WHAT YOU SHOULD DO »
Answer these questions from the Navratilova profile:
1. How many times did Navratilova win the WTA year-end championship?
2. Which organization did she serve as president?
3. Who partnered with her for 20 of her Grand Slam doubles titles?

Getty Images
No. 2
Martina Navratilova
The woman Billie Jean King calls "the greatest singles, doubles and mixed doubles player who's ever lived" has much in common with the other athletes on this Top 40 list.
Like Nadia and Katarina, she emerged from an Eastern bloc communist country to garner such global renown that her first name alone confers immediate recognition and reverence. Like Grete Waitz, she augmented her natural gifts with rigorous physical training and as a result won one of her sport's most coveted crowns nine times. And like King, she has used the influence she accrued as the world's best player to promote social change in women's sports and in the broader culture -- as the president of the Women's Tennis Association, and then as an activist supporting animal rights, human rights, gay rights and political freedom.
But Martina Navratilova has no peer when it comes to prolonged excellence in the sport she helped define.
In 30-plus years of professional tennis, she amassed more singles titles (167) and doubles titles (177) than any woman or man in the Open Era. She won the WTA year-end championship a record eight times. She won 18 Grand Slam singles titles -- including a record nine Wimbledon trophies -- and 59 majors altogether, including the U.S. Open mixed doubles title in 2006, when she was a month shy of her 50th birthday. She claimed major titles in the 1970s, 1980s, 1990s and 2000s. "I do not believe that will ever happen again," says Pam Shriver, who paired with the lefty for 20 of Navratilova's 31 Grand Slam doubles titles and who calls their partnership "the gift of my career and the reason I got into the Hall of Fame."

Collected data
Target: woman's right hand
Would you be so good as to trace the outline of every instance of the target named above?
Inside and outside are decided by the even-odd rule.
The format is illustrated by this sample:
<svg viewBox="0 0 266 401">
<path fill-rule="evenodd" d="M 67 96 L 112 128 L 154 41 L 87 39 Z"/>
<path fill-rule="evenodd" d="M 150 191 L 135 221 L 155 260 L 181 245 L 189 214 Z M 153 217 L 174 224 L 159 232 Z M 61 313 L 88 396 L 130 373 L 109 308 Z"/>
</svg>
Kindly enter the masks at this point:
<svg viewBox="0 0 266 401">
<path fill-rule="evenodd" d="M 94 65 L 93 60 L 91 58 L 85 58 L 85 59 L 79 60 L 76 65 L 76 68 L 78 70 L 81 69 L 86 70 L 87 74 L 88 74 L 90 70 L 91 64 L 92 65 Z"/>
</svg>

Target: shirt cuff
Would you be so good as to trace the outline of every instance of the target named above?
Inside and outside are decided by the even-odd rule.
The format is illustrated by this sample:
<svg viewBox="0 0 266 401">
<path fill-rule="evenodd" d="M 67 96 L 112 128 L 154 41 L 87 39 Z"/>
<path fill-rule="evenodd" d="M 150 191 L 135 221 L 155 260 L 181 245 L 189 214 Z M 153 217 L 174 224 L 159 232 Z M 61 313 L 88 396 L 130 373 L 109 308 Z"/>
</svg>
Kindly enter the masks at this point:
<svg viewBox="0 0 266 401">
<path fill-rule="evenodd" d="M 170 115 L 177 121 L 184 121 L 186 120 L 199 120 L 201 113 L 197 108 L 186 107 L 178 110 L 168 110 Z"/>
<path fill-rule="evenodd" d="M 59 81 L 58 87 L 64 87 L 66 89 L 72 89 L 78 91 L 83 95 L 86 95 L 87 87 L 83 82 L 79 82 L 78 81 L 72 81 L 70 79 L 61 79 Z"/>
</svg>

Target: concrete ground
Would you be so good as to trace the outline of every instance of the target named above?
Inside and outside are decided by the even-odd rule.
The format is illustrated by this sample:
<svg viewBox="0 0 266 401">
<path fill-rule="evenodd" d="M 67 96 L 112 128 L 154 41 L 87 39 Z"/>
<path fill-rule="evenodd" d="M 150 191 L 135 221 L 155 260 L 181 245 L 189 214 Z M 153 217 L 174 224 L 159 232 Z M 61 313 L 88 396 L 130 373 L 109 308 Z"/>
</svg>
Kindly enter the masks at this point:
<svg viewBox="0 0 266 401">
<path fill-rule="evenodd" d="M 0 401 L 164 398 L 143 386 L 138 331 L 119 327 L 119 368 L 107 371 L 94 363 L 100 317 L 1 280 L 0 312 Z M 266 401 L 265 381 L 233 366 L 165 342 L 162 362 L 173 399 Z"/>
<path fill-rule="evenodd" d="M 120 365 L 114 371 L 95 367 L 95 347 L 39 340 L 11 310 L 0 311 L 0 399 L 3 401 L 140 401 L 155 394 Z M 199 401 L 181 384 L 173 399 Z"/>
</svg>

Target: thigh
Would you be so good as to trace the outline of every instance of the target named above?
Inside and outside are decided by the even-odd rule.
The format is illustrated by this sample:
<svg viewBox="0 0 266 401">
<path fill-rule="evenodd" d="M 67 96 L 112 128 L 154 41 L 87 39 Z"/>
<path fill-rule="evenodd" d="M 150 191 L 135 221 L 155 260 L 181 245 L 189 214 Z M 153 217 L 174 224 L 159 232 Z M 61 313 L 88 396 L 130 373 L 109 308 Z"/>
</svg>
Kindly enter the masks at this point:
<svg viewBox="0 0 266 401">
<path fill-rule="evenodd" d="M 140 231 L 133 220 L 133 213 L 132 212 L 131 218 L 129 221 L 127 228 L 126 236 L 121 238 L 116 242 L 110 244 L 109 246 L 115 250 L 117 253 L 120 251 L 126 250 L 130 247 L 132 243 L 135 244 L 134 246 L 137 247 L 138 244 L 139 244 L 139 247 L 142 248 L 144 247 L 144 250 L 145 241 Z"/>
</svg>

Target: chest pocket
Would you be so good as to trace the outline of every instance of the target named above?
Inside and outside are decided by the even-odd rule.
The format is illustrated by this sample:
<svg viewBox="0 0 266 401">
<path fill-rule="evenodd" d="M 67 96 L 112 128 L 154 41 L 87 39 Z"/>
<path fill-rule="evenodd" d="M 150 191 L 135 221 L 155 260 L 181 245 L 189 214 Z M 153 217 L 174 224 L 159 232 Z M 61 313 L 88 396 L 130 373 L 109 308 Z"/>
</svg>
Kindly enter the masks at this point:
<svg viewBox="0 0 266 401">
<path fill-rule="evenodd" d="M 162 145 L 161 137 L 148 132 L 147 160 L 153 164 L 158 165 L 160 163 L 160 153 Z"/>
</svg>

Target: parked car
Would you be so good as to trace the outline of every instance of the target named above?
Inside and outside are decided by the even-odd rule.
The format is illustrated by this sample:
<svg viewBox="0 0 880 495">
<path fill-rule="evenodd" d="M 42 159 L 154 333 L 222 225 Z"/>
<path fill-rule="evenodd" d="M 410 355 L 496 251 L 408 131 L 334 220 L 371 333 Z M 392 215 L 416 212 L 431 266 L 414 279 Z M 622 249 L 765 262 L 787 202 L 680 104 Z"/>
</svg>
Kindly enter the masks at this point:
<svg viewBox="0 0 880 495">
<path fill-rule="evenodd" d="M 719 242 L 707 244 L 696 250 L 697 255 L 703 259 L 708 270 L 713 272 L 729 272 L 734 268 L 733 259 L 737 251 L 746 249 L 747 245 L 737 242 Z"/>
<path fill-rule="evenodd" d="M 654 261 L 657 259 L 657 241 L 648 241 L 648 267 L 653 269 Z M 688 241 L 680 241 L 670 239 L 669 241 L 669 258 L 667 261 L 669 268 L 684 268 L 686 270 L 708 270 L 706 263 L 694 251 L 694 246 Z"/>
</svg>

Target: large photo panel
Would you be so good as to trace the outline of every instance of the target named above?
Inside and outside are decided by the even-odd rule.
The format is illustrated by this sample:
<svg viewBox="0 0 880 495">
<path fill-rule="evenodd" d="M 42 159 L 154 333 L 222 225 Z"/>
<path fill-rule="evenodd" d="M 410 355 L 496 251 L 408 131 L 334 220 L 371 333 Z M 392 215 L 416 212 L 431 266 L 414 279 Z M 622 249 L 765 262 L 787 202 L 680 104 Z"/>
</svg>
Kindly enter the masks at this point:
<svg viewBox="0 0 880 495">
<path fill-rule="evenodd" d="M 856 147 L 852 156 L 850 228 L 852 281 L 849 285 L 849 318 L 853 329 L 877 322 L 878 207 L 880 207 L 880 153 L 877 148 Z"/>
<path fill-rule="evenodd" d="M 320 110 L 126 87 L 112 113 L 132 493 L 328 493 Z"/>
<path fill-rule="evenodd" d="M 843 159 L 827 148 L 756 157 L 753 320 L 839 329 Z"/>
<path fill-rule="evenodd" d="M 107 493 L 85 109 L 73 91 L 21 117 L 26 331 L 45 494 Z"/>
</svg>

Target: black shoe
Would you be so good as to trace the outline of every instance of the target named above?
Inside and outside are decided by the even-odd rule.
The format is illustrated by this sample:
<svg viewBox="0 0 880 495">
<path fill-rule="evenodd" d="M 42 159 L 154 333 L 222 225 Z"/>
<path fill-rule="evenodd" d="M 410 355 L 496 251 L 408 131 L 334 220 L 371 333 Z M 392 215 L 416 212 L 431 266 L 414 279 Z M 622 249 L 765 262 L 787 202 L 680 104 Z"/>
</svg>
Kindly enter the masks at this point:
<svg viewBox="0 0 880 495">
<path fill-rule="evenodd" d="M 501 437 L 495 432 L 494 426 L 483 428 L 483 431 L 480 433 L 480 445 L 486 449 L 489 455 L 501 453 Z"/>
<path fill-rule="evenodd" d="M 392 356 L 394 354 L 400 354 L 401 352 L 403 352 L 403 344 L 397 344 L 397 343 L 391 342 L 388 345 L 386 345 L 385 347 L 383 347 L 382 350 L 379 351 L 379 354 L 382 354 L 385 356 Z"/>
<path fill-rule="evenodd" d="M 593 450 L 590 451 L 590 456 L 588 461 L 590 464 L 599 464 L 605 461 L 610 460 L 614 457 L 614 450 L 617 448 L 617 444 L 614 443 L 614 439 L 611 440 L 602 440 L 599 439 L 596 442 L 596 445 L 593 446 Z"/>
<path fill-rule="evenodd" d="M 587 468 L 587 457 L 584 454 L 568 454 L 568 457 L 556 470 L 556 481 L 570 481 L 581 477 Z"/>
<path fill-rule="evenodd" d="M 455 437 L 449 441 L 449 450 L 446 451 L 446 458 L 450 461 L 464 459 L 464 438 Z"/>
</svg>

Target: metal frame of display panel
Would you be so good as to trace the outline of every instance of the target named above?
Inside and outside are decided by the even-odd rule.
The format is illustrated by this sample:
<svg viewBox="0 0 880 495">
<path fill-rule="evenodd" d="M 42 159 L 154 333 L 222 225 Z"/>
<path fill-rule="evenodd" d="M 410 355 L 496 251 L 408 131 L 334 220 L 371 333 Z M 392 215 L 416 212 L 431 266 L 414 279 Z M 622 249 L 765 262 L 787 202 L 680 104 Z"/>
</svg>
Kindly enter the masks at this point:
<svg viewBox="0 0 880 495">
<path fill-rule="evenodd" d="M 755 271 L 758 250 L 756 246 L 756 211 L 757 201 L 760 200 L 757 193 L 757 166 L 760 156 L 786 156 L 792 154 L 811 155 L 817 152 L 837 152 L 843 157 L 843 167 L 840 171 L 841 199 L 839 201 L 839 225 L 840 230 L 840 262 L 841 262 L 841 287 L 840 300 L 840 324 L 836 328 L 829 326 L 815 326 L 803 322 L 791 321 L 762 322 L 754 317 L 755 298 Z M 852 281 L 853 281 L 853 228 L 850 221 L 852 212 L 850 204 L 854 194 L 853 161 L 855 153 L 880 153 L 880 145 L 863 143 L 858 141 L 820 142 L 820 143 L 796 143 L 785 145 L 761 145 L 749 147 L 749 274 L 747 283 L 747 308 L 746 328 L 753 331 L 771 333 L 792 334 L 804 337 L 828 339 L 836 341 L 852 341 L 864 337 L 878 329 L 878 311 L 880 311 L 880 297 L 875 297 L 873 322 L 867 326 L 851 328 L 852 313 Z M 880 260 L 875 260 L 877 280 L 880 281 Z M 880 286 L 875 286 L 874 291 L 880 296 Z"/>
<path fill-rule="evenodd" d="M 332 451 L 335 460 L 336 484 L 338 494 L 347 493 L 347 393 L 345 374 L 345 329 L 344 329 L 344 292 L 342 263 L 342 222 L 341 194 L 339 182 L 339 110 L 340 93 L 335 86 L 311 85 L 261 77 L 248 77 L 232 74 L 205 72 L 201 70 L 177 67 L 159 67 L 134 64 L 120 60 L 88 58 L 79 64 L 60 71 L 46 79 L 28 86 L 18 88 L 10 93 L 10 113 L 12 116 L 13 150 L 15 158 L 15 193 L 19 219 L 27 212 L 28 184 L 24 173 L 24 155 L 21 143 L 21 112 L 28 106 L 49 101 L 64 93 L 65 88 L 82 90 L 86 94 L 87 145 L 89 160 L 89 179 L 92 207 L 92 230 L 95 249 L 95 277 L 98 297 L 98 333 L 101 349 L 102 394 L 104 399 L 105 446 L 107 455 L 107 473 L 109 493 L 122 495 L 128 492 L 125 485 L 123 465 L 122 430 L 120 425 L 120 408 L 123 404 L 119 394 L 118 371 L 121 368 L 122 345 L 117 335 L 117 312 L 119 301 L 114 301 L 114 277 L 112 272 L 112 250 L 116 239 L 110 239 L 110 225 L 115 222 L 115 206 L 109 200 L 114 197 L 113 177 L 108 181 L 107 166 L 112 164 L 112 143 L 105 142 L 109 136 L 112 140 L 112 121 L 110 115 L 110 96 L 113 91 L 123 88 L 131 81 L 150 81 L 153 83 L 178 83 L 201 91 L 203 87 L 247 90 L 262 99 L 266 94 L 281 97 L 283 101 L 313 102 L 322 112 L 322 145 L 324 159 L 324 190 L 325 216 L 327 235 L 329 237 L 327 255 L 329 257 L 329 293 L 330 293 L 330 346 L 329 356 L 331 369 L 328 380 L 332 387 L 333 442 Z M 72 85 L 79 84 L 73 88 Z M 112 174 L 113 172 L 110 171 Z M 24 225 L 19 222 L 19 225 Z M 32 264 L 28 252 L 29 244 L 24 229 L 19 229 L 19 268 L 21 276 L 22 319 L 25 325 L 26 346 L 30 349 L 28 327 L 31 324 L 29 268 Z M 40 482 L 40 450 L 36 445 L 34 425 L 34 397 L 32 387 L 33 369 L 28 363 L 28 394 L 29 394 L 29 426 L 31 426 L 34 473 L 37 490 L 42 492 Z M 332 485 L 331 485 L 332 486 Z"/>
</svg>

OUTPUT OF THE EXERCISE »
1. Eight times.
2. The Women's Tennis Association.
3. Pam Shriver.